## Passage shown

==========

You might have thought that the 1,000 Genomes Project would render the International HapMap obsolete. But just yesterday I heard a talk about how some groups are still leveraging the HapMap resource in numerous ways to better understand the relationship between genotype and phenotype. The speaker was Wei Zhang, a postdoc at the University of Chicago who’s published an astonishing 25 papers in the last 2 years.
One key advantage of the HapMap samples is the availability of transformed cell lines for all samples at Coriell. This allows researchers to assess various phenotypes with cell-based assays (e.g. gene expression, drug toxicity) and then mine the rich HapMap genotype dataset to perform genotype-phenotype associations. In a collaboration with Affymetrix, Zhang and his colleagues measured gene expression in 87 CEU samples and 89 YRI samples using the Human Exon 1.0 ST array, which captures ~1.4 million annotated exons from ~18,000 transcript clusters in the human genome. The data are available in the SCAN Database hosted at the University of Chicago.
Differentially Expressed Genes and SNP Association
The researchers found ~9,100 expressed genes in the CEU and YRI samples, including 383 that were differentially expressed between the populations (247 had higher expression in YRI than CEU, 136 had higher expression in CEU than YRI). Next, they used sample-level data in each population to correlate expression of those 383 genes with SNP genotypes. They successfully identified 75 genes with significant expression-genotype correlations, 11 of which were in cis (same chromosome within 2.5 Mb) and 64 of which were in trans.
Isoform Variation
Isoform variation was also detectable in the exon array data – by examining expressed genes with 3 or more exons, the researchers could compare probe intensities for each exon to see if any were differentially expressed. They identified a number of genes with differential isoform expression between YRI and CEU populations, and when they performed GO analysis, the most enriched gene category was, interestingly, genes that encode splicing factors.
SNPs, Gene Expression, and Pharmacogenetics
The Chicago group also performed a number of cell-based assays on the Hapmap samples to measure toxicity induced by a number of anti-cancer drugs. In this case their phenotype was IC50, the drug concentration at which growth was inhibited in 50% of cells. Such a drug study seems ideal for the HapMap samples since they happen to be transformed (i.e. continuously proliferating) cells. They measured IC50 for several types of anti-cancer agents (6 total), including DNA antimetabolites, platinating agents, and topoisomerase II (TopoII) inhibitors.

==========

## Dataset
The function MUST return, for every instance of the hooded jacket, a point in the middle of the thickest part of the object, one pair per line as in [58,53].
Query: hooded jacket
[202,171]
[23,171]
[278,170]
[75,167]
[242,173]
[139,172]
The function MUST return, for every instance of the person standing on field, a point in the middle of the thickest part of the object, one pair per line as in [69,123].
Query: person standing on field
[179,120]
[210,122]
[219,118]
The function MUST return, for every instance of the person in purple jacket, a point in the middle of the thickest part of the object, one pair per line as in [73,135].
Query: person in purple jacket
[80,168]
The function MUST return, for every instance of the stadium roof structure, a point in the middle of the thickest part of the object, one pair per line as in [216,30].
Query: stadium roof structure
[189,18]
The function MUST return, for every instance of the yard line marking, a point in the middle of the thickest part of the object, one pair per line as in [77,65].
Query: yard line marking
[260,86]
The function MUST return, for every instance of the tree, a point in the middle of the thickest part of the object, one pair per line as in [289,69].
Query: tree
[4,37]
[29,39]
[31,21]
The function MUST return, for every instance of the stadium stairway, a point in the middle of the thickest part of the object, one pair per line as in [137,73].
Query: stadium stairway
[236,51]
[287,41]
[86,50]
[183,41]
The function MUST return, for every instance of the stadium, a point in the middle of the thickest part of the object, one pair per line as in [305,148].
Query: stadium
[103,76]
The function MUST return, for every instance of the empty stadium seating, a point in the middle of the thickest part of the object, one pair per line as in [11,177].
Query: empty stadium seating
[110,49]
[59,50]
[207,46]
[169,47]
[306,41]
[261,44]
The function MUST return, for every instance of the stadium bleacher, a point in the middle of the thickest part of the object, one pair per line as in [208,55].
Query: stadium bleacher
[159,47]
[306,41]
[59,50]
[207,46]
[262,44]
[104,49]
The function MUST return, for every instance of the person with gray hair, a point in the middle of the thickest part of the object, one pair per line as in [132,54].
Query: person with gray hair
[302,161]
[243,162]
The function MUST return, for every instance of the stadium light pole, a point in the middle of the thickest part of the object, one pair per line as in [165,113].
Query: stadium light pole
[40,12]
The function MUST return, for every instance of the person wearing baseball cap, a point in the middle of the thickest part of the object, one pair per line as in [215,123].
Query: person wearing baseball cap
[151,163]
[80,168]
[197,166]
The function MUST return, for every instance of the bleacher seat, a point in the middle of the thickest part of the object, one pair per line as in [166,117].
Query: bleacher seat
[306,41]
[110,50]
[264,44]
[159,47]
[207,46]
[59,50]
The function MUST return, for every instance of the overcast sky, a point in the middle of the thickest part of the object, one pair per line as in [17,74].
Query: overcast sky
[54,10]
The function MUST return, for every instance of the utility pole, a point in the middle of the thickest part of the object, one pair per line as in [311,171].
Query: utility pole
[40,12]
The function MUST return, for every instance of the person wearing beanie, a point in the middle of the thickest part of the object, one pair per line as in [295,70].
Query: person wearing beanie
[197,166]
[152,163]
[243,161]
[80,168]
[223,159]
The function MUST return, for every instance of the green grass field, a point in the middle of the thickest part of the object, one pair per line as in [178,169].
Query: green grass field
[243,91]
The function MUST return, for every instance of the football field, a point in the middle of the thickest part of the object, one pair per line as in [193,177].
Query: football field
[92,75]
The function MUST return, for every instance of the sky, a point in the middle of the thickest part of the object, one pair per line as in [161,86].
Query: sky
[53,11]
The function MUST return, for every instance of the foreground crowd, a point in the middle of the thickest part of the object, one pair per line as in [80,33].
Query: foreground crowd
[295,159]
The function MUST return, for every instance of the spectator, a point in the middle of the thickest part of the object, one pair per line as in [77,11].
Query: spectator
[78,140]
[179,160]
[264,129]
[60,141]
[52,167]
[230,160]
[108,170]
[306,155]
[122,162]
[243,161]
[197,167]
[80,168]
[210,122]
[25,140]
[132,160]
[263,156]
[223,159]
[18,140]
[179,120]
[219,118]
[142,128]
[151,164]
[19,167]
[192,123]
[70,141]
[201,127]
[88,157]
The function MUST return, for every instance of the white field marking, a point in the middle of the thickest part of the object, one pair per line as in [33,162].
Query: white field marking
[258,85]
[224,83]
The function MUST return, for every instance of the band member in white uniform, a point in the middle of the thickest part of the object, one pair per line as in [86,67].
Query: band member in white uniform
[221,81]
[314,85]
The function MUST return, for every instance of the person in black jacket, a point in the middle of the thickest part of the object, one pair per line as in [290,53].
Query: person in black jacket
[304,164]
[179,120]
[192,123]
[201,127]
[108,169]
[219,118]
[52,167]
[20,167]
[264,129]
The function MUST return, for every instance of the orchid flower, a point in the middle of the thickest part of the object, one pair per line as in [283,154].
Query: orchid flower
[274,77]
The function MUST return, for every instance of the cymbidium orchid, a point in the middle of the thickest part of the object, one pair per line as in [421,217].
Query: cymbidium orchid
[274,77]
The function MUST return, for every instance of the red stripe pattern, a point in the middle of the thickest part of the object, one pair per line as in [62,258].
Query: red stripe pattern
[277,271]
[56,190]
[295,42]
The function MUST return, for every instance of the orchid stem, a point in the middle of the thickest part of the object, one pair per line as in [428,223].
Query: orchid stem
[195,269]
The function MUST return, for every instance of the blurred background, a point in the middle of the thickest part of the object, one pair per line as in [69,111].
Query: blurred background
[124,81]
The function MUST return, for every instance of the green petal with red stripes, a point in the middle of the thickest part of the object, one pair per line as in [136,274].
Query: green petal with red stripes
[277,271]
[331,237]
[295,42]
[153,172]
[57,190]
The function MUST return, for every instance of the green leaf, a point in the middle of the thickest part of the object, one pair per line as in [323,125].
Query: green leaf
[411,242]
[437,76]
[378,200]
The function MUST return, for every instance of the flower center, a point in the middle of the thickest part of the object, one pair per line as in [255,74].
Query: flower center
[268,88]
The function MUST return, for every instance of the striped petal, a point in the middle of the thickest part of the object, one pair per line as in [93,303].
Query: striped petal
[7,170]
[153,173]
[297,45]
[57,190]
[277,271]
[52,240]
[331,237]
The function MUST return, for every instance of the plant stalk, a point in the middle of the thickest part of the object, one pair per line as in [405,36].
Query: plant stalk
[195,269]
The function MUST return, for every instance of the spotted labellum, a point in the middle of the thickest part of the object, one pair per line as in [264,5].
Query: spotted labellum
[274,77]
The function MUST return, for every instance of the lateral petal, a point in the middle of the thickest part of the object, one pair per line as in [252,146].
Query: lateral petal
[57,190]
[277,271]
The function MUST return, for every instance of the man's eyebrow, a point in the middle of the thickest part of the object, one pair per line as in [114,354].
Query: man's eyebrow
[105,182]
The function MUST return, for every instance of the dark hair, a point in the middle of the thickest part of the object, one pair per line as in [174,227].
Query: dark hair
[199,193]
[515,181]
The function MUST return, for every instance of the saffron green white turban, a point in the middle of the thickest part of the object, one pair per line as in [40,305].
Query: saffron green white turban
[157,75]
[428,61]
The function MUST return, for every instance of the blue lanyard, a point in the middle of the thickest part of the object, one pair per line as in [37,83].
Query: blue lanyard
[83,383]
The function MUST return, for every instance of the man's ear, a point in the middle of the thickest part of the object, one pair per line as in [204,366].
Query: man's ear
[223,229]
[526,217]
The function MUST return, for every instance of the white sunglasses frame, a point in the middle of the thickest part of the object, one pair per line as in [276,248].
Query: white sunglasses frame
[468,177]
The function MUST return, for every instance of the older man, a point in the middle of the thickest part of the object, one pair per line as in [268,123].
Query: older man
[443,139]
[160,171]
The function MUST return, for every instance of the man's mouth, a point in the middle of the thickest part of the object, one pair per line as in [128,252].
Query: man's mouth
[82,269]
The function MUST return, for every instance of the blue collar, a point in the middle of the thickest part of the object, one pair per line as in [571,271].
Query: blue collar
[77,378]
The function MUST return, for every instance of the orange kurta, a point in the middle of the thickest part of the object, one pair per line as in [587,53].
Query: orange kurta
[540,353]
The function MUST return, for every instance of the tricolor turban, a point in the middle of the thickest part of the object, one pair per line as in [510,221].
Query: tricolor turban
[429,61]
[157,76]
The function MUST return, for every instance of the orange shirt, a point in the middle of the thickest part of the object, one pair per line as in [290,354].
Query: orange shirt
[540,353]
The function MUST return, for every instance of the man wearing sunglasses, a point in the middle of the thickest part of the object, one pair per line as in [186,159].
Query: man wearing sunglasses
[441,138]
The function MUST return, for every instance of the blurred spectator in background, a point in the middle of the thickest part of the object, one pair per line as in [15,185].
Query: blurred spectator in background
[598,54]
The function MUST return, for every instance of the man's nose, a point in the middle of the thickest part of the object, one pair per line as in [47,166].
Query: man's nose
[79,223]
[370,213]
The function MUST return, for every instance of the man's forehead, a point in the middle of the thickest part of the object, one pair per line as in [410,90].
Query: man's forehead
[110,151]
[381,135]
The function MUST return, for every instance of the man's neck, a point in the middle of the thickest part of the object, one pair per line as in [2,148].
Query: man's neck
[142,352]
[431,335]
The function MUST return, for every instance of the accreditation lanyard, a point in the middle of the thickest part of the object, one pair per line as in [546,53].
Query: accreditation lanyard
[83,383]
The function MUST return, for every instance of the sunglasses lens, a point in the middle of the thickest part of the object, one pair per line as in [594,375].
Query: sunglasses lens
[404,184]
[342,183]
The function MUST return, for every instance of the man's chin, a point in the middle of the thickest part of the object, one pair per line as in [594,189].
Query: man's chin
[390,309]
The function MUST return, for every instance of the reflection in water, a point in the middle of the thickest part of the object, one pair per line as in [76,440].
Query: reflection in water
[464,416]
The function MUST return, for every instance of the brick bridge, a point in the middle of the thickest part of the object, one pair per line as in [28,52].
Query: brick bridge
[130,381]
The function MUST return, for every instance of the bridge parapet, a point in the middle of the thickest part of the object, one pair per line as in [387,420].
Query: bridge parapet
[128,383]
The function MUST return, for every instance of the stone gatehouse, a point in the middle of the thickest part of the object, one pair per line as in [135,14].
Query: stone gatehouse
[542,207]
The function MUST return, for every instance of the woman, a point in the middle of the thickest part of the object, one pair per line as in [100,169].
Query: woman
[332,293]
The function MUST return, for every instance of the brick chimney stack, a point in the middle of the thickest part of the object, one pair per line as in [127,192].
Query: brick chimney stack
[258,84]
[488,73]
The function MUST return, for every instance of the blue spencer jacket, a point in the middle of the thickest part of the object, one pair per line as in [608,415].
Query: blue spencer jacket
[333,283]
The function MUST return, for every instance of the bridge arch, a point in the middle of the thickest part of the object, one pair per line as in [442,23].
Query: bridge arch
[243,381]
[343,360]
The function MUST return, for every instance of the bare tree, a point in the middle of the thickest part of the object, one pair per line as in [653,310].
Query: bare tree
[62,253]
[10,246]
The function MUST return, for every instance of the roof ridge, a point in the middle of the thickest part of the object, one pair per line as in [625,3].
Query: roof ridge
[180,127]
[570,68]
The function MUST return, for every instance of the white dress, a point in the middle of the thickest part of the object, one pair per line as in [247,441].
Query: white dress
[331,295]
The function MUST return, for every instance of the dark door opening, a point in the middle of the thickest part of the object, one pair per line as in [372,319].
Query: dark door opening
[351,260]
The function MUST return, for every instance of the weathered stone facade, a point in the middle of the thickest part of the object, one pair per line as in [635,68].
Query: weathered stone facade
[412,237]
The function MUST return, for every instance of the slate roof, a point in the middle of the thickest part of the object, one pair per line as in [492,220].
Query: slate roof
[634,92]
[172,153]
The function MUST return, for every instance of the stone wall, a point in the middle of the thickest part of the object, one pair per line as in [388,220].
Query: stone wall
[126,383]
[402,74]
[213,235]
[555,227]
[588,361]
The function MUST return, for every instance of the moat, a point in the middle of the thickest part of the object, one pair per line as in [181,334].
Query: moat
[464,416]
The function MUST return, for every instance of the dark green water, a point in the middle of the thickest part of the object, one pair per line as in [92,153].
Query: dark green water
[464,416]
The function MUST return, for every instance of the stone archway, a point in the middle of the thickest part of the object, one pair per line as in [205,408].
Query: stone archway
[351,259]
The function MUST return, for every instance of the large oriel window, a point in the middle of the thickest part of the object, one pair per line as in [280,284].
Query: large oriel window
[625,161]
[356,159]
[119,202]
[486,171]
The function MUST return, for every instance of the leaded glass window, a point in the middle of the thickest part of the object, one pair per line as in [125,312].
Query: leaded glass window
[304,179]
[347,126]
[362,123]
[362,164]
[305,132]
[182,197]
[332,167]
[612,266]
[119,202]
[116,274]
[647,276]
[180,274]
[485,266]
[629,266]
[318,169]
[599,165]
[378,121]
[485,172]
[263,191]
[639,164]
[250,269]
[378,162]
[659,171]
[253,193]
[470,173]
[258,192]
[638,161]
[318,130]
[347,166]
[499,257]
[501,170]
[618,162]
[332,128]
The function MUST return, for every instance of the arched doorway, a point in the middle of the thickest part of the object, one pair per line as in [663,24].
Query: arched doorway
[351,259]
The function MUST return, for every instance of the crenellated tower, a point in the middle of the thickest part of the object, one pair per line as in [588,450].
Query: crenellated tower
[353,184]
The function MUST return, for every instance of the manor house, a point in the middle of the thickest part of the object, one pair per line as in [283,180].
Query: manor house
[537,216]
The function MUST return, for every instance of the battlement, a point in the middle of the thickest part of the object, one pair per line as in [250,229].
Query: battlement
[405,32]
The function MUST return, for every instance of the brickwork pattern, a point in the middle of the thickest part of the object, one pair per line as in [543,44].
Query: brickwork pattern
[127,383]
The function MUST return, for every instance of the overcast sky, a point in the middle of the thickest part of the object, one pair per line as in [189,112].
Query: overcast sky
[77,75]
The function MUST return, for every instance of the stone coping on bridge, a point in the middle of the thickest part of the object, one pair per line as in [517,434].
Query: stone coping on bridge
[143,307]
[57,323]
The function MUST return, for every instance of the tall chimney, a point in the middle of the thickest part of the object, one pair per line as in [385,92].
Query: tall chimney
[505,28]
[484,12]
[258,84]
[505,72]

==========

## Problem set
- a) Copy the stretch of the HapMap article from "One key advantage" through "University of Chicago.".
- b) Carry on the HapMap article from the point where it stops.

## Solved tasks
- a)
One key advantage of the HapMap samples is the availability of transformed cell lines for all samples at Coriell. This allows researchers to assess various phenotypes with cell-based assays (e.g. gene expression, drug toxicity) and then mine the rich HapMap genotype dataset to perform genotype-phenotype associations. In a collaboration with Affymetrix, Zhang and his colleagues measured gene expression in 87 CEU samples and 89 YRI samples using the Human Exon 1.0 ST array, which captures ~1.4 million annotated exons from ~18,000 transcript clusters in the human genome. The data are available in the SCAN Database hosted at the University of Chicago.

- b)
First, using the HapMap trio (mother-father-child) information in the CEU panel, Zhang and colleagues determined the “heritability” of IC50, which proved to be high (values in the 0.3-0.4 range) for all of the drugs. This provides more evidence for what seems to be an accepted fact: pharmaceutical response is a phenotype with a significant inheritable genetic component.
What they did next was very interesting: they performed an integrated analysis of HapMap genotypes, gene expression, and drug response to identify predictors of drug-induced toxicity. Zhang described their method as a “triangle approach”: first, SNPs were associated with drug response, then those SNPs were analyzed with the expression data to determine if any were also associated with gene expression. The correlated genes were then compared back to the response data, to see if any were also associated with drug response. As a result, they’re able to identify SNPs that influence gene expression which in turn influences repsonse to the drug. Genotype-mechanism-phenotype. I like it.
As an example of their findings, Zhang presented a SNP in GALNTL4 that was associated with response to Cisplatin, which I presume is a platinating agent. SNP genotypes were correlated with expression of GALNTL4, and that in turn was correlated with IC50 to Cisplatin. But here’s what I liked most about this example: the SNP they presented was intronic. It’s another reminder that it’s time to look outside the exons, people!
Future Directions: miRNA and Methylation
Efforts are currently under way at the University of Chicago to measure two more cell phenotypes on the HapMap samples. One is micro-RNA (miRNA) expression, which they’re assessing with something called the Exiqon miRCURY platform. The other is DNA methylation, as measured by chip-CHiP assays with CpG antibodies. I seem to recall that another group has already identified methylation-associated SNPs using HapMap data, but even so, I look forward to what Zhang and his colleagues will find.
I believe all the 1000genomes samples will be made similarly available
The current 1000genomes samples are all part of HAPMAP 3 already
Laura,
Yes, you’re correct – the HapMap samples are being sequenced as part of the 1000 Genomes project.